[WHAT YOU ARE ASKED TO DO]
Produce a verbatim transcription of the records below, beginning at the line containing "tag the man" and ending at the final line; include only those lines.

-=-=-

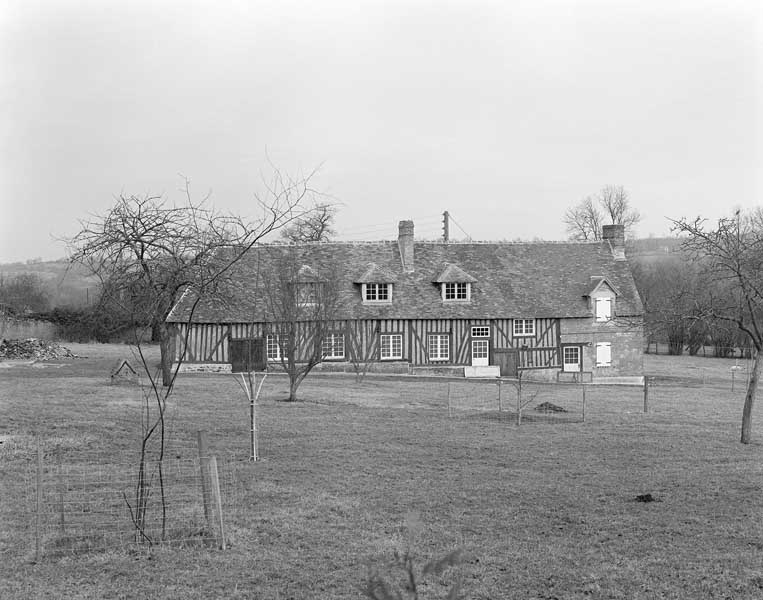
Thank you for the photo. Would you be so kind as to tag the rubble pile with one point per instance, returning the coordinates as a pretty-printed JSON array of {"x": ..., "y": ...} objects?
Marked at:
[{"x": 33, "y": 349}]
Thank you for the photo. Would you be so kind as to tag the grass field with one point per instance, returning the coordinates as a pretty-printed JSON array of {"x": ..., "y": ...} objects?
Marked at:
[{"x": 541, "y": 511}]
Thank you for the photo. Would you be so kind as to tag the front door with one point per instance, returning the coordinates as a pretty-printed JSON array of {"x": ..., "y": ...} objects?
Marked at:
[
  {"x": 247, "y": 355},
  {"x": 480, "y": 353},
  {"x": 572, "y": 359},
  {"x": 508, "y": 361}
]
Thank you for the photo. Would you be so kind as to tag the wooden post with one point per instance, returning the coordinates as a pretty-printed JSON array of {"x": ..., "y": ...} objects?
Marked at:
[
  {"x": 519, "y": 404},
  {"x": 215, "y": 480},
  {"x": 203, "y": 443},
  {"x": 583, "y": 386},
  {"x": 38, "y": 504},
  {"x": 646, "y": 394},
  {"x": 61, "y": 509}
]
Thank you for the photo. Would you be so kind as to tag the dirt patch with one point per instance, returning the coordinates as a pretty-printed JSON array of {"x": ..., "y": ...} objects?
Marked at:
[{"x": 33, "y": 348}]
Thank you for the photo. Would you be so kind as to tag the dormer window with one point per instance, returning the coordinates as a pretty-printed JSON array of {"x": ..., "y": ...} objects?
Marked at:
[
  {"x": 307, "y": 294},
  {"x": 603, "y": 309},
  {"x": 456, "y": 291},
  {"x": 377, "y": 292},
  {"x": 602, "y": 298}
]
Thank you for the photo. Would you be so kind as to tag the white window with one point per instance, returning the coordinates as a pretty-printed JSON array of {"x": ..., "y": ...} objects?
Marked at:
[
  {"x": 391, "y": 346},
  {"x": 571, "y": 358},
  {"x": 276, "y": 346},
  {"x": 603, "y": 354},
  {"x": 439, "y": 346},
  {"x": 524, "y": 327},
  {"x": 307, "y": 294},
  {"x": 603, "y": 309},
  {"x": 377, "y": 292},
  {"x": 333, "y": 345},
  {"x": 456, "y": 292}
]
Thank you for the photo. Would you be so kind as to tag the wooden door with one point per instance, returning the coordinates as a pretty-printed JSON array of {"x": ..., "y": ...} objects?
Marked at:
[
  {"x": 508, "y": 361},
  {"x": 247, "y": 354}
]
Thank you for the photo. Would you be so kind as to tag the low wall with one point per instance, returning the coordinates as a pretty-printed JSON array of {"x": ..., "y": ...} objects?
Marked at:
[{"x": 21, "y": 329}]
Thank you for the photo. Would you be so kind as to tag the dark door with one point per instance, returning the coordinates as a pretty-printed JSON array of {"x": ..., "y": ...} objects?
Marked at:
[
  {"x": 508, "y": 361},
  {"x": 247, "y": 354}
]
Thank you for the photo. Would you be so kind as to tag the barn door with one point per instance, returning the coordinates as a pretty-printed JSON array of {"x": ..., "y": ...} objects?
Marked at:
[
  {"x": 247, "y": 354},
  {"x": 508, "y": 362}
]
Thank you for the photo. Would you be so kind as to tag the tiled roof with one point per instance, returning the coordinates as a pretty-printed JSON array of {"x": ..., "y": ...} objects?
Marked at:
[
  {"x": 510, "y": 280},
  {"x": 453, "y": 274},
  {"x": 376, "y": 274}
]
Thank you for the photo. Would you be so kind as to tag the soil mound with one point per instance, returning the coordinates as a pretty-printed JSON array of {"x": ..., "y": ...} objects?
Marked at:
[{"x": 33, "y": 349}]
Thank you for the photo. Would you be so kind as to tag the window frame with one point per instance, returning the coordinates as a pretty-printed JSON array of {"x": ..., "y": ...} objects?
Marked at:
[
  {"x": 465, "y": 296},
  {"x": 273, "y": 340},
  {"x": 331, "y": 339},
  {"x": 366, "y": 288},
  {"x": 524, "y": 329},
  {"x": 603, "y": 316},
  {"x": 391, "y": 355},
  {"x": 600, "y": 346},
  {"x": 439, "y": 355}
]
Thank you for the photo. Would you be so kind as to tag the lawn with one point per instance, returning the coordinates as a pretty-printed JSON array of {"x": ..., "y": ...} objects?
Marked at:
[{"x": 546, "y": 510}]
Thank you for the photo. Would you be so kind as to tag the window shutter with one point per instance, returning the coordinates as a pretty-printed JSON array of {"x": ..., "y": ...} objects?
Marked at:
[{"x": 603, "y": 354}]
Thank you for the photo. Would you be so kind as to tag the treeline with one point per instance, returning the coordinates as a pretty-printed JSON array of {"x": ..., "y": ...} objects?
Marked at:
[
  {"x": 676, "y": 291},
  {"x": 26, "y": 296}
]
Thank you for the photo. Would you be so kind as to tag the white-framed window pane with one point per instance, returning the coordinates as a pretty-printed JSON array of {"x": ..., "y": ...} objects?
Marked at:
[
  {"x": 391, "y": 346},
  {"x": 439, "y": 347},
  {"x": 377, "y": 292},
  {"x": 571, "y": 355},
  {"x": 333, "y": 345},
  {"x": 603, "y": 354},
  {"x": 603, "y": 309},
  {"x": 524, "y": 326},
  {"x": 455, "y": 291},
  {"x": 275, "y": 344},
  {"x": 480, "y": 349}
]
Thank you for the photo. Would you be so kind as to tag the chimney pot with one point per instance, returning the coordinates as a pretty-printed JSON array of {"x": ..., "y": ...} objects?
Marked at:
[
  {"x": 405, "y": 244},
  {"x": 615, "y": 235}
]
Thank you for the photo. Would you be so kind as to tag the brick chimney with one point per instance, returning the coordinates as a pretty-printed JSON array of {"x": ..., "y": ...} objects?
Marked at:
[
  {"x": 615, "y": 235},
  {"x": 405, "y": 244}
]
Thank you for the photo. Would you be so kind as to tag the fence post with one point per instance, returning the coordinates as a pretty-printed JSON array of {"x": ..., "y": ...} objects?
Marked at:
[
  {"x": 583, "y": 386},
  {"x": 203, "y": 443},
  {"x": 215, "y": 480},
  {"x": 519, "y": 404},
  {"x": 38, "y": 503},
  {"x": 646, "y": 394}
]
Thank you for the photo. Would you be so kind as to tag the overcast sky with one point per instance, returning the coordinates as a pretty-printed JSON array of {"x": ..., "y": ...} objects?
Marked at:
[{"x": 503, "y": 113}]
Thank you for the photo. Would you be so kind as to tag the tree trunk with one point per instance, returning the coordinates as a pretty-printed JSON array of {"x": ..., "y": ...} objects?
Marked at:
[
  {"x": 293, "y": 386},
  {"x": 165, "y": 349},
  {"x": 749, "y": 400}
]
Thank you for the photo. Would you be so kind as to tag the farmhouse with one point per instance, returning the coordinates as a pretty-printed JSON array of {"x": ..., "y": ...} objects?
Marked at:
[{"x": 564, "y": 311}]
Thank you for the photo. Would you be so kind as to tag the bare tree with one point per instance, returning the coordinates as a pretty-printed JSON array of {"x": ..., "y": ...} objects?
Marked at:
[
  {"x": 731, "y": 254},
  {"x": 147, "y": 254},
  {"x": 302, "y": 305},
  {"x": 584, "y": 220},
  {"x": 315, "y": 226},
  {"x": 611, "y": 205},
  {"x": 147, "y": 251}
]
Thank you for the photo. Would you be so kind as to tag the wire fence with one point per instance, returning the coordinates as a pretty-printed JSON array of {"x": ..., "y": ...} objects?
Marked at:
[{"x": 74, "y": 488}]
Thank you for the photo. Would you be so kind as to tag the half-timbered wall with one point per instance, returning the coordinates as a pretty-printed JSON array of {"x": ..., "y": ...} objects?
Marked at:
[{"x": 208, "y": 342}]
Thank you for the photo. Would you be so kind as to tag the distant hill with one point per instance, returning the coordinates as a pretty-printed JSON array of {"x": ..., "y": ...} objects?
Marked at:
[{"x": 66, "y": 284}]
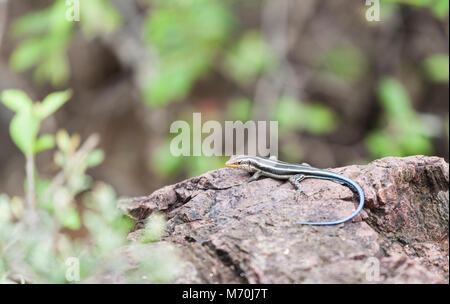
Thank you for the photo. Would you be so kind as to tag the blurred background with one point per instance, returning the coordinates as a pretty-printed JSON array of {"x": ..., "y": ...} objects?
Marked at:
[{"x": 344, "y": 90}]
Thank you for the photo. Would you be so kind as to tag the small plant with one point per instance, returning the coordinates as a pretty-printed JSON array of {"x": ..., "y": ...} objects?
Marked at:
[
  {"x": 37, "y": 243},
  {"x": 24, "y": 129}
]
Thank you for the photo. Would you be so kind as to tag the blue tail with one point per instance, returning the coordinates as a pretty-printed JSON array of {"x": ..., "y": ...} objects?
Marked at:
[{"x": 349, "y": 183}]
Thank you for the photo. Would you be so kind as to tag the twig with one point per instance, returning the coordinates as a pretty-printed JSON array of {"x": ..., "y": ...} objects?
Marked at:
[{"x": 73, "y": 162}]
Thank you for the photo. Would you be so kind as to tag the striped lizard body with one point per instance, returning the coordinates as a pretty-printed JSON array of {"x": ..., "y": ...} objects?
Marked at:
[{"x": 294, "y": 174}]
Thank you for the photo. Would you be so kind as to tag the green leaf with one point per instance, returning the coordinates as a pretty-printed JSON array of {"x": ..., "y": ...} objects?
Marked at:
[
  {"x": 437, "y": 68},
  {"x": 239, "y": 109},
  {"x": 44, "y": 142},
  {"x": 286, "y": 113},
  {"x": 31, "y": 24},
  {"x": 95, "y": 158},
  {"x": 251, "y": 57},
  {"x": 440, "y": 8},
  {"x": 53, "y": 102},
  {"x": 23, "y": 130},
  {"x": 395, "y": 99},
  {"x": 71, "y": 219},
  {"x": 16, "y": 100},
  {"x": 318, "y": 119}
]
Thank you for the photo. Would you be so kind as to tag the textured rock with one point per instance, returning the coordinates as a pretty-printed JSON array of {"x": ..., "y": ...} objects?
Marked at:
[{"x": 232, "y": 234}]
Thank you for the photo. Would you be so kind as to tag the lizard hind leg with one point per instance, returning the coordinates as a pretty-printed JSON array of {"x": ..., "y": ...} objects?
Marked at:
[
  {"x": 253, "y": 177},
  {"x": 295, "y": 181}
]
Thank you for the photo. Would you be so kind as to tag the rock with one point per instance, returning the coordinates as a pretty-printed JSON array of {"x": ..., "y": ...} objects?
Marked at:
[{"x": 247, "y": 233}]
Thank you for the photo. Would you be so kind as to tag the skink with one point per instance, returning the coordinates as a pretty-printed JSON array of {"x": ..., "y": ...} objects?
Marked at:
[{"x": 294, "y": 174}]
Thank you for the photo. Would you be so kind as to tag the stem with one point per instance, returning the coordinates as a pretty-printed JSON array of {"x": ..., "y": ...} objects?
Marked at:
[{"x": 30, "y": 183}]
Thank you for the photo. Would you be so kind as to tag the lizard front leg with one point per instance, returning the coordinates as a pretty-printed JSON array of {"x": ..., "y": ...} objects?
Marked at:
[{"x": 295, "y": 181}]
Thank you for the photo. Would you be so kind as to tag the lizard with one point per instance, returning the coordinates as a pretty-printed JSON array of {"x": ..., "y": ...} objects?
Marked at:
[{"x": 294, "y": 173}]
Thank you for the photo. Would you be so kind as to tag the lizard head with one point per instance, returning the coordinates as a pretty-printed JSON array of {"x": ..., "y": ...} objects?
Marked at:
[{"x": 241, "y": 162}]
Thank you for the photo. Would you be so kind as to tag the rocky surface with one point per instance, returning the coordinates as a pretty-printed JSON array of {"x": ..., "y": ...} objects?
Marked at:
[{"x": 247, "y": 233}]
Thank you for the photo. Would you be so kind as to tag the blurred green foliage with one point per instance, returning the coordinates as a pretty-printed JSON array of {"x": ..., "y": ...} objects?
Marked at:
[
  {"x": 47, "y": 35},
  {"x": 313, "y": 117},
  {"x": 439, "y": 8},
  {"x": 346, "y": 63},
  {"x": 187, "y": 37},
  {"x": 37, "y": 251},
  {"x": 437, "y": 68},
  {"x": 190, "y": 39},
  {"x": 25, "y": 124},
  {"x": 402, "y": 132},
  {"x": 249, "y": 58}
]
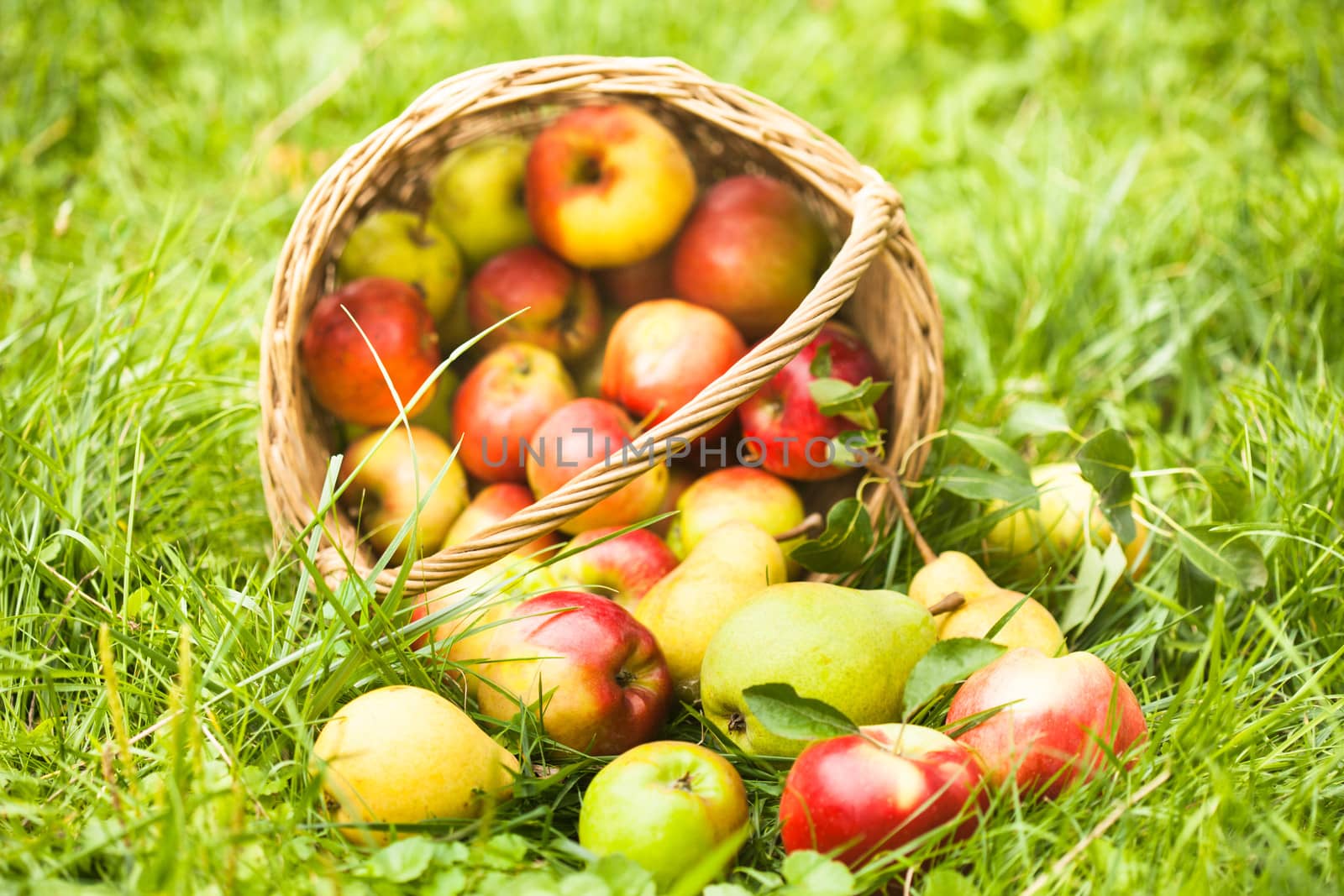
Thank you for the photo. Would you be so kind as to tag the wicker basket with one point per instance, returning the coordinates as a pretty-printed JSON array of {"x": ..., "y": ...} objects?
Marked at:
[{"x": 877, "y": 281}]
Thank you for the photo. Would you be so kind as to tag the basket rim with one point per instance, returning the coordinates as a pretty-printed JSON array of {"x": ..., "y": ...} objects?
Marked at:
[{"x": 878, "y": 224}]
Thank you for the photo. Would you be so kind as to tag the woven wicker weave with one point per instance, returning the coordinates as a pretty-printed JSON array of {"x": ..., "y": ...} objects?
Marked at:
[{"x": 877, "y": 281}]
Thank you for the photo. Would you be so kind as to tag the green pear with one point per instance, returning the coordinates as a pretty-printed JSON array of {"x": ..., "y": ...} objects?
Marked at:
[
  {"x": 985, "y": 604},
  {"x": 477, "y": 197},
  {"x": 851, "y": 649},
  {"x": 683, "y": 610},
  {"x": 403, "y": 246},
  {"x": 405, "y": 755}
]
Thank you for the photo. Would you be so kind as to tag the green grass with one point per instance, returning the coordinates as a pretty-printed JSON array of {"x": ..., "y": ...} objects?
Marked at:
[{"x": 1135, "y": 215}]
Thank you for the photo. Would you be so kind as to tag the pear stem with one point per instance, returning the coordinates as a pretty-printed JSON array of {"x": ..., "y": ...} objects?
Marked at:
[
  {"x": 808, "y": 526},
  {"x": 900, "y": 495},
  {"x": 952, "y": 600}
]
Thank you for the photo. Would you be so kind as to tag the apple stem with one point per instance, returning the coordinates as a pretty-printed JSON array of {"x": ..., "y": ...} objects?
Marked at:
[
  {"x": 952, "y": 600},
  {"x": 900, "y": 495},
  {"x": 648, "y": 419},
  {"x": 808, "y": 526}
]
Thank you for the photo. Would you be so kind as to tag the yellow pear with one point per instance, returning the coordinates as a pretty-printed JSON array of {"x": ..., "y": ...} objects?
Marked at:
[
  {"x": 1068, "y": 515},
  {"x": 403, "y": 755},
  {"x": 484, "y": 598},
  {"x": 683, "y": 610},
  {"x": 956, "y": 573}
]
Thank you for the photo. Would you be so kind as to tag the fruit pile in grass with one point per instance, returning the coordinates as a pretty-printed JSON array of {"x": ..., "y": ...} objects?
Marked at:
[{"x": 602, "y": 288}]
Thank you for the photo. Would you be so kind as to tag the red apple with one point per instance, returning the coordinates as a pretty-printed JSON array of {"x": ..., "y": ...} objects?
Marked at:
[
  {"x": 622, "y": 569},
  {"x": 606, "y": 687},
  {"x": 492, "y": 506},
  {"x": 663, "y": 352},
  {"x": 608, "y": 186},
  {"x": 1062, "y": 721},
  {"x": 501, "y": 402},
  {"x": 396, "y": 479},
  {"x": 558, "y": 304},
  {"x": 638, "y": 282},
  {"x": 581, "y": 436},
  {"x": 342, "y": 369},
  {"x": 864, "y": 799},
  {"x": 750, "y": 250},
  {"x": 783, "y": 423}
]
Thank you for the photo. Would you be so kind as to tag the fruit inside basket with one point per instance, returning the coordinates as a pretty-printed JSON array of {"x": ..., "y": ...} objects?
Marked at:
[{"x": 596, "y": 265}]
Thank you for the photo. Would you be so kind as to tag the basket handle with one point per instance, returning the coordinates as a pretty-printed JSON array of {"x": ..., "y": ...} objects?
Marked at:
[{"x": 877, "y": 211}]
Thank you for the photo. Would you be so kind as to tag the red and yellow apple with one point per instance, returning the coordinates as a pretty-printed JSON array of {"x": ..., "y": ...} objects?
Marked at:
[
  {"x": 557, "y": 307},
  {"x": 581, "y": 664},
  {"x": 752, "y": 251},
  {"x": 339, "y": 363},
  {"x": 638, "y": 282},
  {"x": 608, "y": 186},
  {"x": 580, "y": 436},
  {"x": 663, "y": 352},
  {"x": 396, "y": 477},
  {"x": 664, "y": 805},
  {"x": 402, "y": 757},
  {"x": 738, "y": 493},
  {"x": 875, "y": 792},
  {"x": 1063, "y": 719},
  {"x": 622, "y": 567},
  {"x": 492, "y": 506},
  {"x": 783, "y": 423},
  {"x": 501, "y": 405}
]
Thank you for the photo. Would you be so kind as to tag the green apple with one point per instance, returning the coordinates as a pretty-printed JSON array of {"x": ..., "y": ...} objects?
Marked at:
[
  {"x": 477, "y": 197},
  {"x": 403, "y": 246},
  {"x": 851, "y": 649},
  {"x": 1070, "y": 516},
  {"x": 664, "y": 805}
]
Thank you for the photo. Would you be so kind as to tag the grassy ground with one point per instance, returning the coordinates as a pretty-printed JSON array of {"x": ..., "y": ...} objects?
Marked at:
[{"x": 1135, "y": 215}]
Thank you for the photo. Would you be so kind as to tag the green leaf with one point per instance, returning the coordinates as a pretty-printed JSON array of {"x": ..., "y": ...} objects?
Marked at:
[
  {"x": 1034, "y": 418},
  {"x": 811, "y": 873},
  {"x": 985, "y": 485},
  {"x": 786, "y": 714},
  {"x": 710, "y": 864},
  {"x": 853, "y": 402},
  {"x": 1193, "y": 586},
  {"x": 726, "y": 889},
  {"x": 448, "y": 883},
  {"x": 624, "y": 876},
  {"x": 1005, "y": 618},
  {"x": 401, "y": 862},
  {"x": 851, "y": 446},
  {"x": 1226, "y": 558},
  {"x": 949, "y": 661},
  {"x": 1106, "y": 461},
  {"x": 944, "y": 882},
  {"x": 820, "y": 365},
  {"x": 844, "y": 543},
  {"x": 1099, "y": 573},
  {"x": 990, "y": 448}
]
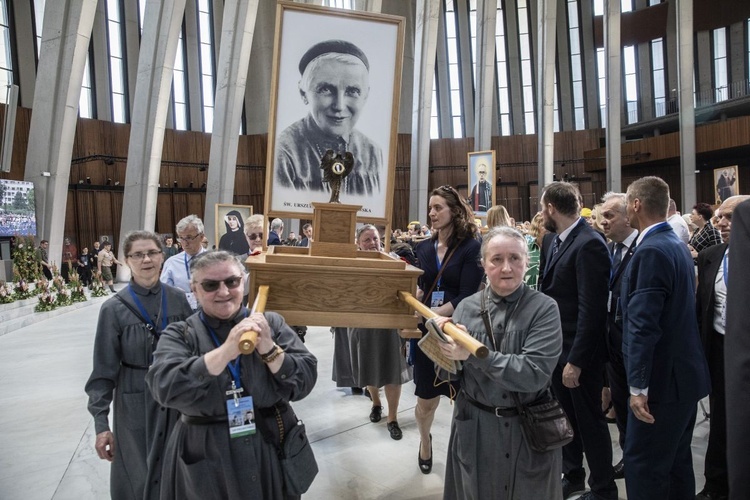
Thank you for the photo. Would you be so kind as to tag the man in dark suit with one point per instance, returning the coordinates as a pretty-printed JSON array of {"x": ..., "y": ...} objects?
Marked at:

-=-=-

[ANSWER FOR THE TASK]
Thank you for the photo. Would you be so kind as to tag the man in dark suit with one point per instance, returning the coordinates as a pretty-printed JSON array of {"x": ..., "y": ...} objects?
Marked at:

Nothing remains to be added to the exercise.